■ Task brief: Turn the listing below into a JSON list of strings with one string for each line. Skip blank lines and leave out the picture.

──────── Provided information

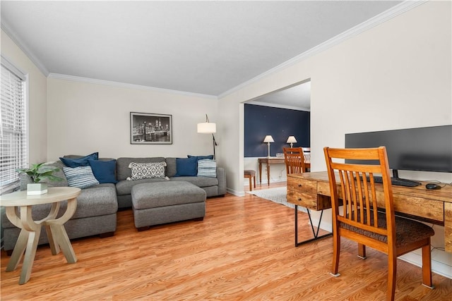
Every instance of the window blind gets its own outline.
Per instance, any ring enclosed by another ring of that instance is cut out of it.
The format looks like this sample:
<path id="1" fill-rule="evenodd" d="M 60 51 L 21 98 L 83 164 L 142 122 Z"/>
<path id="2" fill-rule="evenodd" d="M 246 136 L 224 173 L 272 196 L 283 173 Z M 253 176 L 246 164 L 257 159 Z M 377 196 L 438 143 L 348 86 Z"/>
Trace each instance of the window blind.
<path id="1" fill-rule="evenodd" d="M 25 76 L 1 58 L 0 89 L 0 194 L 19 185 L 16 168 L 26 167 Z"/>

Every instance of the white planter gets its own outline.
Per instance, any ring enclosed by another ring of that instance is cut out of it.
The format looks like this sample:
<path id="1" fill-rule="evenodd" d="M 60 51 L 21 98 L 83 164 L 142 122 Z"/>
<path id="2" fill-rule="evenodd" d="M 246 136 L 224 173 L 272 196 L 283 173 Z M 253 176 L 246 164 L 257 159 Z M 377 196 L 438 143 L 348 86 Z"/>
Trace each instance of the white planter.
<path id="1" fill-rule="evenodd" d="M 47 184 L 44 183 L 38 183 L 37 184 L 27 184 L 28 195 L 38 195 L 47 193 Z"/>

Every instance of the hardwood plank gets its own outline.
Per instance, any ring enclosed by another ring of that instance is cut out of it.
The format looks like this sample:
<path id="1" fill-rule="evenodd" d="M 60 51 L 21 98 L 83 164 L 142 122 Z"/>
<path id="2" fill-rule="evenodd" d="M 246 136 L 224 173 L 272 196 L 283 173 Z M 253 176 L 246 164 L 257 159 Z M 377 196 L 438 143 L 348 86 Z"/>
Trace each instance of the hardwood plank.
<path id="1" fill-rule="evenodd" d="M 285 183 L 279 185 L 285 185 Z M 267 185 L 256 185 L 256 190 Z M 278 184 L 271 184 L 270 188 Z M 339 272 L 330 276 L 332 240 L 293 246 L 293 209 L 246 194 L 207 200 L 203 221 L 138 232 L 131 210 L 118 212 L 112 237 L 72 240 L 78 262 L 67 264 L 48 245 L 38 247 L 30 281 L 1 259 L 1 299 L 24 300 L 384 300 L 387 257 L 343 240 Z M 299 239 L 311 235 L 299 215 Z M 396 300 L 450 300 L 452 279 L 433 274 L 422 285 L 421 269 L 398 260 Z"/>

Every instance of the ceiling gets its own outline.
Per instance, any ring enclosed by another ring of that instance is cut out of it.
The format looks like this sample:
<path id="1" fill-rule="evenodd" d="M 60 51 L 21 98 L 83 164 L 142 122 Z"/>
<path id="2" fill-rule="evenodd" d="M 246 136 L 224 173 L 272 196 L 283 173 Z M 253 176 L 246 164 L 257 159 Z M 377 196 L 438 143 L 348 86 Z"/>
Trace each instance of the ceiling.
<path id="1" fill-rule="evenodd" d="M 2 29 L 46 75 L 217 98 L 400 2 L 2 0 L 0 5 Z"/>

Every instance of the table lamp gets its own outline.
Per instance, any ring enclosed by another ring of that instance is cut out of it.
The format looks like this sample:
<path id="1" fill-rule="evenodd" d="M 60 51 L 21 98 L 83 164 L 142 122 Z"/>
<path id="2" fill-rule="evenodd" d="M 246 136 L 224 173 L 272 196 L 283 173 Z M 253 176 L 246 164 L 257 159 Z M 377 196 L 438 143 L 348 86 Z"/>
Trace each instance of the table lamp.
<path id="1" fill-rule="evenodd" d="M 274 142 L 275 140 L 273 140 L 273 137 L 271 137 L 271 135 L 267 135 L 266 137 L 263 138 L 263 142 L 266 143 L 268 145 L 268 158 L 270 158 L 270 143 Z"/>
<path id="2" fill-rule="evenodd" d="M 294 147 L 294 143 L 297 143 L 297 139 L 295 139 L 295 136 L 289 136 L 287 138 L 287 141 L 286 143 L 290 143 L 290 148 Z"/>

────────────────

■ Full solution:
[
  "Every instance of the window blind gets its own outline.",
  "Per instance, any ring enclosed by another ring of that instance is cut out of it.",
  "The format looks like this sample:",
  "<path id=\"1\" fill-rule=\"evenodd\" d=\"M 60 51 L 21 98 L 83 164 L 142 122 Z\"/>",
  "<path id=\"2\" fill-rule=\"evenodd\" d=\"M 246 136 L 224 173 L 272 196 L 283 173 Z M 253 176 L 246 164 L 257 159 Z M 377 196 L 438 143 L 348 86 Z\"/>",
  "Trace each instance of the window blind.",
  "<path id=\"1\" fill-rule=\"evenodd\" d=\"M 25 76 L 1 58 L 0 89 L 0 194 L 19 185 L 16 168 L 26 167 Z\"/>",
  "Every instance of the white planter gets its own outline.",
  "Per instance, any ring enclosed by another ring of that instance is cut out of it.",
  "The format looks like this sample:",
  "<path id=\"1\" fill-rule=\"evenodd\" d=\"M 60 51 L 21 98 L 83 164 L 142 122 Z\"/>",
  "<path id=\"2\" fill-rule=\"evenodd\" d=\"M 246 136 L 224 173 L 272 196 L 283 173 Z M 253 176 L 246 164 L 257 159 Z M 377 196 L 438 143 L 348 86 Z\"/>",
  "Trace each instance of the white planter.",
  "<path id=\"1\" fill-rule=\"evenodd\" d=\"M 47 184 L 44 183 L 38 183 L 37 184 L 27 184 L 28 195 L 38 195 L 47 193 Z\"/>",
  "Every instance of the hardwood plank gets its own outline.",
  "Per instance, any ring enclosed by another ring of that instance is cut out of it.",
  "The format looks like this sample:",
  "<path id=\"1\" fill-rule=\"evenodd\" d=\"M 60 51 L 21 98 L 83 164 L 142 122 Z\"/>",
  "<path id=\"2\" fill-rule=\"evenodd\" d=\"M 246 136 L 224 173 L 272 196 L 283 173 Z M 253 176 L 246 164 L 257 159 Z M 377 196 L 438 143 L 348 86 Z\"/>",
  "Trace each instance of the hardwood plank.",
  "<path id=\"1\" fill-rule=\"evenodd\" d=\"M 285 183 L 279 185 L 285 185 Z M 267 185 L 256 185 L 256 190 Z M 278 184 L 271 184 L 270 188 Z M 339 272 L 330 276 L 332 240 L 293 246 L 293 209 L 246 194 L 207 200 L 203 221 L 138 232 L 131 210 L 118 212 L 112 237 L 72 240 L 78 262 L 67 264 L 48 245 L 38 247 L 30 281 L 1 259 L 1 299 L 24 300 L 384 300 L 387 257 L 343 240 Z M 299 239 L 311 235 L 299 215 Z M 396 300 L 450 300 L 452 279 L 433 274 L 422 285 L 421 269 L 398 260 Z\"/>",
  "Every instance of the ceiling gets its own outline.",
  "Per instance, any ring enclosed by another ring of that instance is cut out of it.",
  "The format looks like this sample:",
  "<path id=\"1\" fill-rule=\"evenodd\" d=\"M 60 51 L 21 98 L 83 164 L 142 122 Z\"/>",
  "<path id=\"2\" fill-rule=\"evenodd\" d=\"M 246 136 L 224 173 L 272 196 L 283 173 Z M 253 176 L 246 164 L 257 159 Z M 377 196 L 438 143 L 348 86 Z\"/>",
  "Trace each instance of the ceiling.",
  "<path id=\"1\" fill-rule=\"evenodd\" d=\"M 2 29 L 46 75 L 217 98 L 400 2 L 2 0 L 0 5 Z\"/>",
  "Every instance of the table lamp gets its own outline.",
  "Per instance, any ring enclosed by another ring of that instance is cut out of it.",
  "The format looks like this sample:",
  "<path id=\"1\" fill-rule=\"evenodd\" d=\"M 60 51 L 21 98 L 83 164 L 142 122 Z\"/>",
  "<path id=\"2\" fill-rule=\"evenodd\" d=\"M 246 136 L 224 173 L 272 196 L 283 173 Z M 253 176 L 246 164 L 257 159 Z M 377 196 L 438 143 L 348 86 Z\"/>",
  "Trace each instance of the table lamp.",
  "<path id=\"1\" fill-rule=\"evenodd\" d=\"M 274 142 L 275 140 L 273 140 L 273 137 L 271 137 L 271 135 L 267 135 L 266 137 L 263 138 L 263 142 L 266 143 L 268 145 L 268 158 L 270 158 L 270 143 Z\"/>",
  "<path id=\"2\" fill-rule=\"evenodd\" d=\"M 294 147 L 294 143 L 297 143 L 297 139 L 295 139 L 295 136 L 289 136 L 287 138 L 287 141 L 286 143 L 290 143 L 290 148 Z\"/>"
]